• EXERCISE DETAILS: Convert the listing below into a numbered list, from its first line through the line containing "98 L 46 100", both included. Omit blank lines and pictures.

—————

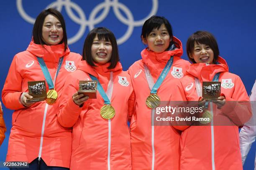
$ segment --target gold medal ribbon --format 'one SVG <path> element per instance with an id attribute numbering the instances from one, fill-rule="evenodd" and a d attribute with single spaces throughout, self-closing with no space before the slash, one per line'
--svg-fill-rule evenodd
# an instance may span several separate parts
<path id="1" fill-rule="evenodd" d="M 49 90 L 47 92 L 47 98 L 46 100 L 46 101 L 48 104 L 52 105 L 57 100 L 57 98 L 58 97 L 58 93 L 54 90 L 54 85 L 55 84 L 57 75 L 59 73 L 61 66 L 63 62 L 63 57 L 59 58 L 59 63 L 58 63 L 58 67 L 57 67 L 57 70 L 53 81 L 51 77 L 50 72 L 49 72 L 49 70 L 43 58 L 37 57 L 37 59 L 40 65 L 40 67 L 41 67 L 41 69 L 42 69 L 42 71 L 43 71 L 43 73 L 46 80 L 47 84 L 49 86 Z"/>

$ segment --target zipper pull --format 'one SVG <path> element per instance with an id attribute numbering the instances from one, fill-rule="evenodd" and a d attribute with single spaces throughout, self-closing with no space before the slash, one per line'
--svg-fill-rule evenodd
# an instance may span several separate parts
<path id="1" fill-rule="evenodd" d="M 38 158 L 38 168 L 40 169 L 40 158 Z"/>

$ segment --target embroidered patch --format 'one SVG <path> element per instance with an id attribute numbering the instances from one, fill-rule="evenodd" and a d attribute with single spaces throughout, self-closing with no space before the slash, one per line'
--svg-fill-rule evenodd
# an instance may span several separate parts
<path id="1" fill-rule="evenodd" d="M 67 71 L 72 72 L 77 70 L 77 67 L 74 65 L 74 62 L 72 61 L 66 61 L 65 68 Z"/>
<path id="2" fill-rule="evenodd" d="M 34 62 L 35 62 L 34 61 L 33 61 L 33 60 L 30 61 L 29 62 L 28 62 L 28 64 L 27 64 L 26 65 L 26 67 L 27 68 L 29 68 L 30 67 L 32 66 L 33 64 L 34 64 Z"/>
<path id="3" fill-rule="evenodd" d="M 183 77 L 182 69 L 182 68 L 174 67 L 172 71 L 172 75 L 175 78 L 181 78 Z"/>
<path id="4" fill-rule="evenodd" d="M 186 87 L 185 90 L 186 90 L 186 91 L 190 90 L 192 88 L 193 86 L 194 86 L 194 83 L 192 82 L 190 82 L 189 84 Z"/>
<path id="5" fill-rule="evenodd" d="M 125 77 L 118 76 L 118 82 L 123 86 L 128 86 L 129 82 L 127 81 L 127 79 Z"/>
<path id="6" fill-rule="evenodd" d="M 137 77 L 140 74 L 141 74 L 141 71 L 142 71 L 142 70 L 141 69 L 140 69 L 138 72 L 135 74 L 135 75 L 134 75 L 134 78 L 137 78 Z"/>
<path id="7" fill-rule="evenodd" d="M 221 86 L 225 88 L 231 88 L 234 87 L 234 83 L 232 82 L 232 79 L 222 79 Z"/>

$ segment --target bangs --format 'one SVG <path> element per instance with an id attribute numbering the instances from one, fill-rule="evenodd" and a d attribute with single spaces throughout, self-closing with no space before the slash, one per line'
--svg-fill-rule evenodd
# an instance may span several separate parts
<path id="1" fill-rule="evenodd" d="M 207 35 L 200 34 L 195 35 L 192 38 L 192 40 L 191 40 L 192 42 L 191 45 L 194 46 L 195 43 L 196 43 L 197 44 L 205 44 L 212 47 L 213 42 L 211 40 L 211 38 Z"/>
<path id="2" fill-rule="evenodd" d="M 146 36 L 148 35 L 150 32 L 153 31 L 153 30 L 155 29 L 158 30 L 163 24 L 164 24 L 164 23 L 161 18 L 156 18 L 155 20 L 151 20 L 148 23 L 148 28 L 149 32 L 147 32 Z M 166 28 L 166 27 L 165 24 L 164 24 L 164 26 Z"/>
<path id="3" fill-rule="evenodd" d="M 111 33 L 106 30 L 101 29 L 98 30 L 95 32 L 95 35 L 93 37 L 95 37 L 96 35 L 97 35 L 98 39 L 100 40 L 111 41 L 110 37 L 111 37 Z"/>

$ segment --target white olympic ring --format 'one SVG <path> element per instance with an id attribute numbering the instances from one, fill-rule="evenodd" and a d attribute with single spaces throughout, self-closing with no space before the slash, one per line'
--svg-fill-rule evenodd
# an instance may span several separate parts
<path id="1" fill-rule="evenodd" d="M 123 23 L 128 26 L 126 32 L 122 37 L 117 39 L 118 45 L 125 42 L 131 37 L 134 27 L 139 27 L 143 25 L 145 21 L 151 16 L 155 15 L 158 8 L 158 0 L 152 0 L 152 7 L 149 14 L 143 19 L 138 21 L 134 21 L 133 16 L 130 10 L 123 4 L 118 2 L 118 0 L 104 0 L 104 2 L 98 4 L 92 10 L 88 20 L 84 13 L 81 8 L 71 0 L 56 0 L 56 1 L 49 4 L 46 9 L 49 8 L 55 8 L 59 11 L 61 11 L 62 7 L 65 6 L 65 9 L 68 15 L 76 23 L 80 25 L 78 32 L 73 37 L 68 39 L 69 44 L 73 44 L 81 38 L 88 26 L 89 30 L 92 30 L 94 26 L 103 20 L 108 15 L 112 7 L 115 15 L 117 18 Z M 16 5 L 18 12 L 20 16 L 27 22 L 33 24 L 35 19 L 28 15 L 25 11 L 22 5 L 22 0 L 16 0 Z M 97 15 L 104 8 L 101 14 L 97 18 Z M 78 14 L 79 18 L 74 13 L 72 9 L 74 10 Z M 127 19 L 124 17 L 120 11 L 120 9 L 123 11 L 126 15 Z"/>

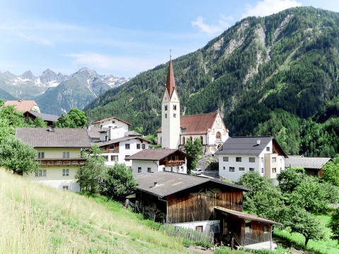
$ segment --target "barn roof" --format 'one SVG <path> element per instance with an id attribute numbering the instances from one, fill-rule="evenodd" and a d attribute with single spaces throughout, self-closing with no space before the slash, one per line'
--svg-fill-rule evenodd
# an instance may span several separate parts
<path id="1" fill-rule="evenodd" d="M 19 128 L 15 138 L 33 147 L 90 147 L 87 130 L 84 128 Z"/>
<path id="2" fill-rule="evenodd" d="M 221 207 L 219 206 L 214 207 L 214 209 L 218 210 L 220 211 L 226 212 L 227 214 L 232 214 L 233 216 L 237 217 L 238 218 L 241 218 L 244 219 L 249 219 L 251 221 L 268 223 L 270 224 L 275 224 L 275 225 L 280 225 L 280 226 L 282 225 L 281 223 L 273 222 L 270 219 L 261 218 L 261 217 L 259 217 L 253 214 L 247 214 L 243 212 L 234 211 L 230 209 Z"/>
<path id="3" fill-rule="evenodd" d="M 138 173 L 134 176 L 138 183 L 137 188 L 139 190 L 159 198 L 163 198 L 205 183 L 215 183 L 233 188 L 238 191 L 251 191 L 246 187 L 226 183 L 218 179 L 174 172 Z"/>

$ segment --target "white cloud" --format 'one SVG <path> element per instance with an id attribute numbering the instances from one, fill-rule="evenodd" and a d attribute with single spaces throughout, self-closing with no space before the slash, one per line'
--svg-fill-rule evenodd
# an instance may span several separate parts
<path id="1" fill-rule="evenodd" d="M 256 2 L 254 6 L 247 4 L 246 12 L 242 13 L 242 18 L 248 16 L 266 16 L 278 13 L 282 10 L 296 6 L 302 4 L 295 0 L 263 0 Z"/>
<path id="2" fill-rule="evenodd" d="M 197 27 L 203 32 L 206 32 L 209 35 L 220 32 L 230 27 L 229 21 L 233 20 L 232 16 L 225 16 L 221 15 L 221 18 L 219 20 L 219 25 L 208 25 L 203 21 L 203 17 L 198 17 L 196 19 L 191 22 L 192 27 Z"/>

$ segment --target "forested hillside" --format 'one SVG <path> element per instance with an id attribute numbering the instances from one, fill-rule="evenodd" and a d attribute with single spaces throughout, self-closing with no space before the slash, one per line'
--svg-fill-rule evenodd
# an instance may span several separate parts
<path id="1" fill-rule="evenodd" d="M 246 18 L 173 61 L 182 114 L 220 109 L 231 135 L 273 135 L 290 154 L 339 151 L 339 14 L 293 8 Z M 90 120 L 115 116 L 160 126 L 167 64 L 101 95 Z"/>

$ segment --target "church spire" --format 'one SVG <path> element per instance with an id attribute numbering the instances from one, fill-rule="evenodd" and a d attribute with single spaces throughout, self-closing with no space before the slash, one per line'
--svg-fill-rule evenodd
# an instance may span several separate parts
<path id="1" fill-rule="evenodd" d="M 172 66 L 172 54 L 170 55 L 170 67 L 168 68 L 167 80 L 166 80 L 166 89 L 170 98 L 171 98 L 173 91 L 175 90 L 174 73 Z"/>

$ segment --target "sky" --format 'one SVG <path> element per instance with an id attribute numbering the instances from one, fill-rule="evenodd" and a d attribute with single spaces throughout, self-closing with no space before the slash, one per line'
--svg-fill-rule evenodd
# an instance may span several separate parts
<path id="1" fill-rule="evenodd" d="M 247 16 L 335 0 L 0 0 L 0 71 L 133 77 L 196 51 Z"/>

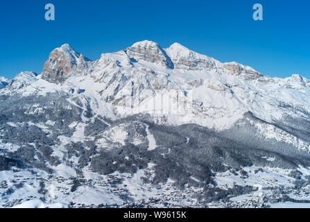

—————

• TASK SOLUTION:
1. $ segment --target gold medal ribbon --format 'one SVG <path> element per instance with an id attribute numbering the instances from one, fill-rule="evenodd" and a d attribute with single spaces throughout, self-closing with no space before the slash, one per line'
2. --svg-fill-rule evenodd
3. # an instance may span several separate parts
4. <path id="1" fill-rule="evenodd" d="M 49 90 L 47 92 L 47 98 L 46 100 L 46 101 L 48 104 L 52 105 L 57 100 L 57 98 L 58 97 L 58 93 L 54 90 L 54 85 L 55 84 L 57 75 L 59 73 L 61 66 L 63 62 L 63 57 L 59 58 L 59 63 L 58 63 L 58 67 L 57 67 L 57 70 L 53 81 L 51 77 L 50 72 L 49 72 L 49 70 L 43 58 L 37 57 L 37 59 L 40 65 L 40 67 L 41 67 L 41 69 L 42 69 L 42 71 L 43 71 L 43 73 L 46 80 L 47 84 L 49 86 Z"/>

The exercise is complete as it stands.